> **TASKS AND EXERCISES**
• 1. Answer these from the Pantulan Cita article:
(a) Which label released the album?
(b) What did the album's cover design show?
(c) Who played drums on the recording?
• 2. Write the next part of the Pantulan Cita article, starting after its final sentence.

> **DOCUMENT TEXT**
Studio album by Chrisye
- Released: 1 January 1981
- Genre: Pop, rock
- Length: 45:43
- Label: Musica Studios
- Producer: Jockie Soerjoprajogo; Chrisye;

Chrisye chronology
| Puspa Indah (1980) | Pantulan Cita (1981) | Resesi (1983) |

= Pantulan Cita =

Pantulan Cita (English: Reflection of Dreams) is the fifth studio album by the Indonesian singer Chrisye, released on 1 January 1981 by Musica Studios. Recorded with much input from Jockie Soerjoprajogo, the album had rock influences and a cover design showing Chrisye's face as a puzzle. It was a critical and commercial failure, leading Chrisye to take a two-year sabbatical.

==Production==
Although Chrisye's previous albums had been pure pop, continuing the success of Badai Pasti Berlalu (The Storm Shall Surely Pass; 1977), with Pantulan Cita Chrisye and his collaborator Jockie Soerjoprajogo began experimenting, mixing rock sounds. Chrisye was uncertain that this would work. The album was recorded with Chrisye on vocals and bass guitar, Jockie on keyboard, Jerry on electric and acoustic guitar, and Yaya M. on drums. Indah Sukotjo provided backing vocals for "Tragedi Badai" ("Tragedy of the Storm"). The arrangement was handled by Jockie, who also wrote most of the lyrics; Harry Sabar wrote the lyrics for three songs, while Jockie did seven.

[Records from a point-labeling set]
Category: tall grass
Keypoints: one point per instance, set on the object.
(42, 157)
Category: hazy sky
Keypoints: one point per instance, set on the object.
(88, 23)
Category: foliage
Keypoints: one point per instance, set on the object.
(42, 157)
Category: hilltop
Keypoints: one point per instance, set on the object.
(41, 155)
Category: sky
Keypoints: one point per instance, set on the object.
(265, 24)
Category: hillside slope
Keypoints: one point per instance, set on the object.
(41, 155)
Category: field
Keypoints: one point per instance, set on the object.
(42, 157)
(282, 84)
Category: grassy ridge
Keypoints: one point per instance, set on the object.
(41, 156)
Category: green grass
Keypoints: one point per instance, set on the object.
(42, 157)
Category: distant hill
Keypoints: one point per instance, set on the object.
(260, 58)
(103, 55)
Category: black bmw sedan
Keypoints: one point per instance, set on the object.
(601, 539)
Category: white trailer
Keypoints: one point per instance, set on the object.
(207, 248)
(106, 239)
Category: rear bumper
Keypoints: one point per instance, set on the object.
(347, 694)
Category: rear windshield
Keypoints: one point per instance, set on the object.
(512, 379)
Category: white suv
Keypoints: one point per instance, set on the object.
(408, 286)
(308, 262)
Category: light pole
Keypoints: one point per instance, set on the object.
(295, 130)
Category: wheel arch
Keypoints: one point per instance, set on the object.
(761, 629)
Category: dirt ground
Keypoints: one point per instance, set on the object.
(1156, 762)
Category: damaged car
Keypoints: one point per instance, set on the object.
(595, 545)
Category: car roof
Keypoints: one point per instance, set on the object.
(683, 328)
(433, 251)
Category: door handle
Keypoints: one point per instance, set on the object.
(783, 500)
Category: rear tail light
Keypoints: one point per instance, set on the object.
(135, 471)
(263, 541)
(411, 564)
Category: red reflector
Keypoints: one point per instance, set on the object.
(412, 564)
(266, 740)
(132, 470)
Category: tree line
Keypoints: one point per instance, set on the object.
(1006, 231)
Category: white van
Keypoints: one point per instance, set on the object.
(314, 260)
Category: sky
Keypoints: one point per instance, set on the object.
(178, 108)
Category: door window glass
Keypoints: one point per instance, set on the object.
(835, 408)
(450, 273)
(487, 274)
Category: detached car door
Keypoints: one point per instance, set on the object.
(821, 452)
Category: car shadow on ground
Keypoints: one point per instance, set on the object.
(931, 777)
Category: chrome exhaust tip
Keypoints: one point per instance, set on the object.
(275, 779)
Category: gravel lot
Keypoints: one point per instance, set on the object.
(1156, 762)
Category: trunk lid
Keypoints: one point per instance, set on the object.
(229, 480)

> **ANSWERS FOR THE EXERCISE**
• 1.
(a) Musica Studios
(b) Chrisye's face as a puzzle
(c) Yaya M.

• 2.
Ayik Soegeng, who had previously designed the cover for Guruh Gipsy – a collaboration between Guruh Sukarnoputra and Sabda Nada, a band featuring Chrisye – in 1976, was selected to design the cover for Pantulan Cita. The photographers Firman Ichsan and Tara Sastrowardoyo initially intended to have a portrait of Chrisye holding a headshot of himself over his face. However, the photographer later decided that portraying Chrisye's face on a puzzle would be more effective. Soegeng was asked to create the puzzle, taking the photograph initially meant to be held by Chrisye, gluing it to plywood, then cutting out the puzzle with a jigsaw. Chrisye was pleased with the result.

==Release and reception==
Pantulan Cita was released on New Year's Day 1981 by Musica Studios, with no singles. It was a critical and commercial failure, although the cover was well received. Along with Percik Pesona (Stain of Enchantment; 1979), it was Chrisye's only solo album to not receive any awards. Disappointed with the album's failure, Chrisye decided to go on a sabbatical. He would not record another album until Resesi (Recession), a collaboration with Jockie and Eros Djarot, in 1983. The later album was more successful, but followed then-popular trends in music.

Pantulan Cita has been reissued twice, once as a CD in 2004 and once as part of the Chrisye Masterpiece Trilogy Limited Edition in 2007.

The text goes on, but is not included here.